[Saved data entries]
========
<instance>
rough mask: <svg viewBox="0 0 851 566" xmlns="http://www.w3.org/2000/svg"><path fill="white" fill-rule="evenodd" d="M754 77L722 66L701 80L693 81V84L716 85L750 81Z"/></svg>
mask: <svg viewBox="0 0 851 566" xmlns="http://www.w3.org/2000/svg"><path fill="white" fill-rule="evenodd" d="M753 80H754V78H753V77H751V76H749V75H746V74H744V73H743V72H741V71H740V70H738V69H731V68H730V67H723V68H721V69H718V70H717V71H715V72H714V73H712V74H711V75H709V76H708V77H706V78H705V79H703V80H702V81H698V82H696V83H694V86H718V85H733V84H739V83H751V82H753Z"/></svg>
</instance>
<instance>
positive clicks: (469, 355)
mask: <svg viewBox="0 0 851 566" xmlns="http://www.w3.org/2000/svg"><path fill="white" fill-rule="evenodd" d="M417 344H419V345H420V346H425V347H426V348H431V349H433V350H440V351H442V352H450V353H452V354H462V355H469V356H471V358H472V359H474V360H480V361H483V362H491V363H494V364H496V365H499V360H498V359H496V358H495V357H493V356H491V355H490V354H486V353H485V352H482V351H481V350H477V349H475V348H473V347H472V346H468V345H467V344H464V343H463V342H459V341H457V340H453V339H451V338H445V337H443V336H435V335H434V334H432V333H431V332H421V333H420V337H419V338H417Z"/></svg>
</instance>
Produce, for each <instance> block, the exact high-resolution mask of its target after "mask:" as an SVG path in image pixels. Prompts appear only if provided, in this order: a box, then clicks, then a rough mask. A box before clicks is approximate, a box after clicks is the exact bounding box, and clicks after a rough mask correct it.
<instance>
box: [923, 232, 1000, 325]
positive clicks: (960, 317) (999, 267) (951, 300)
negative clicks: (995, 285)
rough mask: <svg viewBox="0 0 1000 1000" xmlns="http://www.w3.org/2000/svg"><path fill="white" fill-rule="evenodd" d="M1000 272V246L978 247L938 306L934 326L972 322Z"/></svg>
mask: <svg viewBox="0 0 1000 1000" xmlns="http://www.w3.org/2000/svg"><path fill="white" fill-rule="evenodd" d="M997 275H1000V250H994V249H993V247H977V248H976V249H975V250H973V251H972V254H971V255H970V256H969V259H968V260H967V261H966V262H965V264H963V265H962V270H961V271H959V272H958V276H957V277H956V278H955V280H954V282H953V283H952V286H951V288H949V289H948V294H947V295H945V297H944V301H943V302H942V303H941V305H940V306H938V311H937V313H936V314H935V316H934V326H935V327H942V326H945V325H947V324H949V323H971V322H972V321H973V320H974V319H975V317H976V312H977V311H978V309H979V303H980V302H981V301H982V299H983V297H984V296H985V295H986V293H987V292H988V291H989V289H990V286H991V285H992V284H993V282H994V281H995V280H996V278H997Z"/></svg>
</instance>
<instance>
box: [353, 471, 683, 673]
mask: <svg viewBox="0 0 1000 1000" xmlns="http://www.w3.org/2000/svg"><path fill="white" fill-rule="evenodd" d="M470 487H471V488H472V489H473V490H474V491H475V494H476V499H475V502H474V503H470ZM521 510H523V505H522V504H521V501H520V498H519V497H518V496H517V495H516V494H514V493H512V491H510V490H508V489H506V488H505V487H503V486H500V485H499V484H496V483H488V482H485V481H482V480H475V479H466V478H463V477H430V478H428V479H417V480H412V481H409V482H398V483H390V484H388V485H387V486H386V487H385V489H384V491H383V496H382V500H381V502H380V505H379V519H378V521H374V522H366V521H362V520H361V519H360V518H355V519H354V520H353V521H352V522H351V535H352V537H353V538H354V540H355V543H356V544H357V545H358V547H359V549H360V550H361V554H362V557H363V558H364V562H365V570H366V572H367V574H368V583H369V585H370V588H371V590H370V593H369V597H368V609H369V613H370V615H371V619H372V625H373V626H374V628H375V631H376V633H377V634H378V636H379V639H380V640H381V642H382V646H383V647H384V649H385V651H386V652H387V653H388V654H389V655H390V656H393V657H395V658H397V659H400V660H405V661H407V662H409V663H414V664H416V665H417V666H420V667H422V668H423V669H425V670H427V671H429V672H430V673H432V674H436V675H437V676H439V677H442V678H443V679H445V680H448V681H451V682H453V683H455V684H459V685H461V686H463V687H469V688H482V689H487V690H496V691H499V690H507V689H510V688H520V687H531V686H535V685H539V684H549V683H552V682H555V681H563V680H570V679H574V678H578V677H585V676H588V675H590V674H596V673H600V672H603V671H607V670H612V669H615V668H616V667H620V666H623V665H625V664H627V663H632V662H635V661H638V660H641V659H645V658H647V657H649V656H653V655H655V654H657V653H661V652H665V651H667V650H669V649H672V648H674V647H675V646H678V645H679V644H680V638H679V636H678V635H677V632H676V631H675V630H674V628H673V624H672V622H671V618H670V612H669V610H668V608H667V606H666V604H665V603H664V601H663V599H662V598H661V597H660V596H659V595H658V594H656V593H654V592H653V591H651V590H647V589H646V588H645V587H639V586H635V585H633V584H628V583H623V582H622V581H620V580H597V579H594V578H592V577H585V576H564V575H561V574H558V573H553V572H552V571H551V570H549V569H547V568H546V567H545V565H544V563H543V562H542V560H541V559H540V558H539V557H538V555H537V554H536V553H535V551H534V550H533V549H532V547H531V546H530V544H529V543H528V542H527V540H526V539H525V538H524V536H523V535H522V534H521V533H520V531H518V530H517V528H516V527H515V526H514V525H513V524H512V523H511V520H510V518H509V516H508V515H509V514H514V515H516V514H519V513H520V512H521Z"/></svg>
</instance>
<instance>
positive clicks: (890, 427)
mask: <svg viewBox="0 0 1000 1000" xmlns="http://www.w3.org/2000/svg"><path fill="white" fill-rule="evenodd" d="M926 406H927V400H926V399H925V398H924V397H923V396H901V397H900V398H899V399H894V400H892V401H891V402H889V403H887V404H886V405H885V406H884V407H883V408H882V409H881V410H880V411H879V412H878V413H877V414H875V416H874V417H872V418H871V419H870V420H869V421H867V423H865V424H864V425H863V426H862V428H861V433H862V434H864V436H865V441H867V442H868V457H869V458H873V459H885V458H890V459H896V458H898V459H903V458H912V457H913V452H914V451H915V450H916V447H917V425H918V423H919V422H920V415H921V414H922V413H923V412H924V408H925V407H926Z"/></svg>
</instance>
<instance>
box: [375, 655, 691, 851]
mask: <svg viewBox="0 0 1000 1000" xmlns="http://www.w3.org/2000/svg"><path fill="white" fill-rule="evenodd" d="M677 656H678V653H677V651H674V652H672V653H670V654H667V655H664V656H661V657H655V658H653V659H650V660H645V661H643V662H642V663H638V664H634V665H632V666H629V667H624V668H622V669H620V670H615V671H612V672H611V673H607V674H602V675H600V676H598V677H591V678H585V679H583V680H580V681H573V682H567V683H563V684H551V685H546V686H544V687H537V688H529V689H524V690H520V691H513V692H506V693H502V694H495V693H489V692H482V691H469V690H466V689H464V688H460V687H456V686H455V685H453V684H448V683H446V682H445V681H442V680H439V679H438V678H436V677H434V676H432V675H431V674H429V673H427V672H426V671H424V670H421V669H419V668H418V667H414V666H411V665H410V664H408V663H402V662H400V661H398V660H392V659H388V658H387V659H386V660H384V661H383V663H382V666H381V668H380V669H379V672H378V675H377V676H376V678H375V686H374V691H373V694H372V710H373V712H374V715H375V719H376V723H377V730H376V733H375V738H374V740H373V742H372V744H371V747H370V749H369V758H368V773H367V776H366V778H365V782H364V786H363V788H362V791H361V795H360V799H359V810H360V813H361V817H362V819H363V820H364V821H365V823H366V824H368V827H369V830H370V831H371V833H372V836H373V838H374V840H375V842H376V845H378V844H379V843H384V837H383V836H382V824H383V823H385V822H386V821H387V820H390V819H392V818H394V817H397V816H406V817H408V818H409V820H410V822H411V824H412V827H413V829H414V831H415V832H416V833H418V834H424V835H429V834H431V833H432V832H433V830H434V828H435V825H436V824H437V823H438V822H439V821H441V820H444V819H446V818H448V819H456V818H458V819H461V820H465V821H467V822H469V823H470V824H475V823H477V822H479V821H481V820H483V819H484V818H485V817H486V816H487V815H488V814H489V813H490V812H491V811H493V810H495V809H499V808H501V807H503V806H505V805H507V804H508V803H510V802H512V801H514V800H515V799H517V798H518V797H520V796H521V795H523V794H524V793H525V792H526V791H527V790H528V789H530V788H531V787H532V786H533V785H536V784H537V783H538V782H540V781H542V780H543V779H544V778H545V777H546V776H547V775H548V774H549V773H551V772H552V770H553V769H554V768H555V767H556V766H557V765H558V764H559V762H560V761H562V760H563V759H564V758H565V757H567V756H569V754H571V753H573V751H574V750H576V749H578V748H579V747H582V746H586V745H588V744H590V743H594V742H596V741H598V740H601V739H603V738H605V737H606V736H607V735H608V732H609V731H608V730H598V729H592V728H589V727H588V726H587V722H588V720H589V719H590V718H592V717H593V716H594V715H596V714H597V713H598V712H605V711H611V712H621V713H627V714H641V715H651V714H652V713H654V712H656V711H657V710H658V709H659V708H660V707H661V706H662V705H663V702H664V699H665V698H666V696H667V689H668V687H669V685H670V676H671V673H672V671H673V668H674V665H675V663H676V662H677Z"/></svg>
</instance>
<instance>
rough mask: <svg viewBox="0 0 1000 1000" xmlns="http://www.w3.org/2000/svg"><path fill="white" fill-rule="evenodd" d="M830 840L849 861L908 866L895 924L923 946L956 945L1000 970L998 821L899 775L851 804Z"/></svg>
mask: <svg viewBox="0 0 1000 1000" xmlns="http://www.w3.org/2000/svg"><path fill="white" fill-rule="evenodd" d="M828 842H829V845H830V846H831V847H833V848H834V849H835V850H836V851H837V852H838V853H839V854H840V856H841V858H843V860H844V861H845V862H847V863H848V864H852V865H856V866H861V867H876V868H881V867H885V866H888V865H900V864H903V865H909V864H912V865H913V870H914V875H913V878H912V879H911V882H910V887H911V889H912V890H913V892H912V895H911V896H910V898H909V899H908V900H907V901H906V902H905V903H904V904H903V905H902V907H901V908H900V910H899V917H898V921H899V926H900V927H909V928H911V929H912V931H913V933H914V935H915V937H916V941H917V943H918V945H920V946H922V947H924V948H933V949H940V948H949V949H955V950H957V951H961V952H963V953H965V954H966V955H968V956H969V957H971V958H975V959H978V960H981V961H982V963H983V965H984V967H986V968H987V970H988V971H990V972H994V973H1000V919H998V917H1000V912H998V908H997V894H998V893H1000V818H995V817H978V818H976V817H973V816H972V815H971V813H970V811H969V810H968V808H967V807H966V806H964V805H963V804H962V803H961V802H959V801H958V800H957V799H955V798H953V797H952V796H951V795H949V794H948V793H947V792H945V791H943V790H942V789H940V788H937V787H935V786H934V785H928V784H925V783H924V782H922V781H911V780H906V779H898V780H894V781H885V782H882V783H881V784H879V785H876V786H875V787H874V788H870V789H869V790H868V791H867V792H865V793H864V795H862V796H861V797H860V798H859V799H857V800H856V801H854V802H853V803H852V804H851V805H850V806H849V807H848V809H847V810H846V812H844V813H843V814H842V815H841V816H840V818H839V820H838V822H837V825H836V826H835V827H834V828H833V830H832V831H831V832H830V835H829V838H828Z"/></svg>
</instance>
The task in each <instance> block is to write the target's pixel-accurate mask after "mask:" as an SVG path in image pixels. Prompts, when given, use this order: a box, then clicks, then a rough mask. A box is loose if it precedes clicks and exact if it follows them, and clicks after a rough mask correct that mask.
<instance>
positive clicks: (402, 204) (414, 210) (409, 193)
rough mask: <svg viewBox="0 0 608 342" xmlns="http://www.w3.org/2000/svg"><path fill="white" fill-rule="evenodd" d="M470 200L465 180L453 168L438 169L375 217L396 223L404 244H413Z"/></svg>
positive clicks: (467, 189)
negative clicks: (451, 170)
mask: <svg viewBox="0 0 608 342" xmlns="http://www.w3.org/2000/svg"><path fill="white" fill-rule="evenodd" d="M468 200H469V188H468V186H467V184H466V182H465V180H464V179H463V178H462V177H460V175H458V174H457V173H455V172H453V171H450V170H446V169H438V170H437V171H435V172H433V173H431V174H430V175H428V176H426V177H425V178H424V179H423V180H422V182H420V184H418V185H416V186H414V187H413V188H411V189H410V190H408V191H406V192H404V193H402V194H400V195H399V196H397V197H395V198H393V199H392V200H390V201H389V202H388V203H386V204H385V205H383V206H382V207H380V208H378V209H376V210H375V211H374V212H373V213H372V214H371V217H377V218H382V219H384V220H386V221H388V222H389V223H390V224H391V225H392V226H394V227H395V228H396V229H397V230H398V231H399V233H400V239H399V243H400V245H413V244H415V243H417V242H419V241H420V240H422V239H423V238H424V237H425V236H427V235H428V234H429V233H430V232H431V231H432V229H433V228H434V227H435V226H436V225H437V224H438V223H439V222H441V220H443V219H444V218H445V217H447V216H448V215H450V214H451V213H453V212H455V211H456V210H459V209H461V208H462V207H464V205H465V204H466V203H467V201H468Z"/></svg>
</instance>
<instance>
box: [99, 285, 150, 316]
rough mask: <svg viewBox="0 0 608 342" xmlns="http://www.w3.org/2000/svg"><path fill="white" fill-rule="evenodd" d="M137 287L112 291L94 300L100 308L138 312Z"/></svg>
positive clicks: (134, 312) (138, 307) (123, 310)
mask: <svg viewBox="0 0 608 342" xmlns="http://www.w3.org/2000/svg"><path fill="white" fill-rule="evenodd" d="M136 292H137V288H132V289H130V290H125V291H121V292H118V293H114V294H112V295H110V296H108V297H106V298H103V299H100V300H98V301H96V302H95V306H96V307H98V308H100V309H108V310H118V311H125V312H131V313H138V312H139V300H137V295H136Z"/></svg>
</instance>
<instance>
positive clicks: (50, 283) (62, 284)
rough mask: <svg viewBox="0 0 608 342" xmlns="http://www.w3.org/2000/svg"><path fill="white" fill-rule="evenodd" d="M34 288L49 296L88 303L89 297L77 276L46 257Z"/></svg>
========
### What the task requires
Count the lines of the data that contain the string "this", and reply with that number alone.

### Exercise result
2